Data for this task:
>>>
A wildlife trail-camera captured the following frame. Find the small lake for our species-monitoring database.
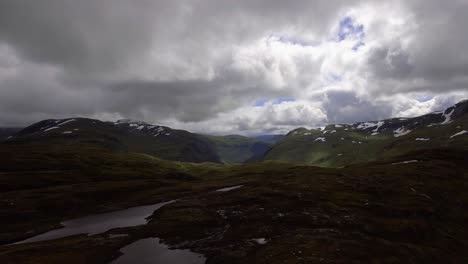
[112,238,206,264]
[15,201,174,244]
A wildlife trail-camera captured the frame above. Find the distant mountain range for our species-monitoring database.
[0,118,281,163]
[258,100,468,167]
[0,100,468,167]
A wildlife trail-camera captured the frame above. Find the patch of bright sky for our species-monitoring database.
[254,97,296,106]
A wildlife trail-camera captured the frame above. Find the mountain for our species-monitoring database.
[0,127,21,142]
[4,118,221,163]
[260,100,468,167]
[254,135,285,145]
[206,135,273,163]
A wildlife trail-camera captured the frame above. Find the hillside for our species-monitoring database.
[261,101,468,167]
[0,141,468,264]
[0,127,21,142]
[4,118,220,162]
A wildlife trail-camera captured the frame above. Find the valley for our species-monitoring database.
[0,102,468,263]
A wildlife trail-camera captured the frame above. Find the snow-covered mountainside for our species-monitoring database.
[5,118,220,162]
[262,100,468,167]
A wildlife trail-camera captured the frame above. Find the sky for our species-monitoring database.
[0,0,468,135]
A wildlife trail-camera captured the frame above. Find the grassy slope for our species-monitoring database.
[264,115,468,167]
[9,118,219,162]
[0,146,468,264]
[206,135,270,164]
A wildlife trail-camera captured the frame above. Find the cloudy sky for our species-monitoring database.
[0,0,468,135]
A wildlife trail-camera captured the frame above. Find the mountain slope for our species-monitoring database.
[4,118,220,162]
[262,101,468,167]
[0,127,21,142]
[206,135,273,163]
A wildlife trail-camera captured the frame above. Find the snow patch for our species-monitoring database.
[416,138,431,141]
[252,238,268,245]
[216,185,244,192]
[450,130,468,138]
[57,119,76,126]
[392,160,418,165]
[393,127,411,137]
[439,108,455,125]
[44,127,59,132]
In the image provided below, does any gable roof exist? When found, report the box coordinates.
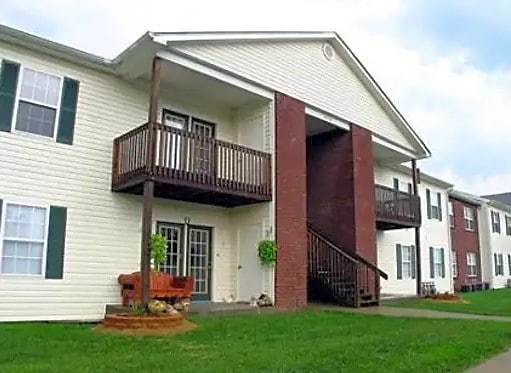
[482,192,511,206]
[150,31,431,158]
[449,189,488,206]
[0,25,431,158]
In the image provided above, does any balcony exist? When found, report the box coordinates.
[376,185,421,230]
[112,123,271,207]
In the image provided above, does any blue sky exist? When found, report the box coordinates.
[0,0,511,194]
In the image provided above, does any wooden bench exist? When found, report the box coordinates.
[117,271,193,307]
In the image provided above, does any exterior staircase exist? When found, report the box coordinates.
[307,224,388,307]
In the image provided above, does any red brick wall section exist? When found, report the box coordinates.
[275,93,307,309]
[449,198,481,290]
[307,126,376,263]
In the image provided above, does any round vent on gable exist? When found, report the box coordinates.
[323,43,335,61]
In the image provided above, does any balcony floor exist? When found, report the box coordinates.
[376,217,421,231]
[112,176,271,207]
<<<
>>>
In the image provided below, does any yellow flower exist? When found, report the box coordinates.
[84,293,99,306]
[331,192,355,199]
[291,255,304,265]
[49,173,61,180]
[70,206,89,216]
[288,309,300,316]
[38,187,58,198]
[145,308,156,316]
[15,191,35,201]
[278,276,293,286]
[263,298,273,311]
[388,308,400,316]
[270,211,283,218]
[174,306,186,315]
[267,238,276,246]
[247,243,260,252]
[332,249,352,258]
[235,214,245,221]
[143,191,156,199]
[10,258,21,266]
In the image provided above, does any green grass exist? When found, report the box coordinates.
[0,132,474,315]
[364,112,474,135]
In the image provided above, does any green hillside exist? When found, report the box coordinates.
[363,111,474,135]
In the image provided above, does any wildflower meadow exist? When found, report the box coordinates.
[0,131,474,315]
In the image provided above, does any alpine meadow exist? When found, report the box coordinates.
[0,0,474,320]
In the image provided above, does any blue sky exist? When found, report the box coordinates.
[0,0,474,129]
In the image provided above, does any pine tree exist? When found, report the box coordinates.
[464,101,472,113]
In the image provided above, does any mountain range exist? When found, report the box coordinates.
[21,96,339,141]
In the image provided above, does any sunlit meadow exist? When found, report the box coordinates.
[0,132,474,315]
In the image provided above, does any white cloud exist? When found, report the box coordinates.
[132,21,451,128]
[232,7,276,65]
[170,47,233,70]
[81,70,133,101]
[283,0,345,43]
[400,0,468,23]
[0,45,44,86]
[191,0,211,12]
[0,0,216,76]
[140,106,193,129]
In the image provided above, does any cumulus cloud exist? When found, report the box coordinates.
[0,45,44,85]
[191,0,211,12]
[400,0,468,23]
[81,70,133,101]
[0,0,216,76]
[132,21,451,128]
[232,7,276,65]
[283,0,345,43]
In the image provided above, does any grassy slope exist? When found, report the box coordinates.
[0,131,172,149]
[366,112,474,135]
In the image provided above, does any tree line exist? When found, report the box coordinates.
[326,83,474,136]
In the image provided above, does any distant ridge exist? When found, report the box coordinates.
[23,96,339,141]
<<<
Exercise description:
Return the rows from the line containing "In the image provided above, does any red" through the line containing "[112,176,271,207]", both included, repeated verbatim.

Solution to this exercise:
In the image provided above, does any red brick wall section exist? When found, report the box coordinates.
[275,93,307,309]
[449,198,481,290]
[307,126,376,263]
In the image provided above, does any round vent on gable exist? When found, report the box coordinates.
[323,43,335,61]
In the image provided above, does any balcony floor exist? When found, report the box coordinates.
[376,217,421,231]
[112,176,271,207]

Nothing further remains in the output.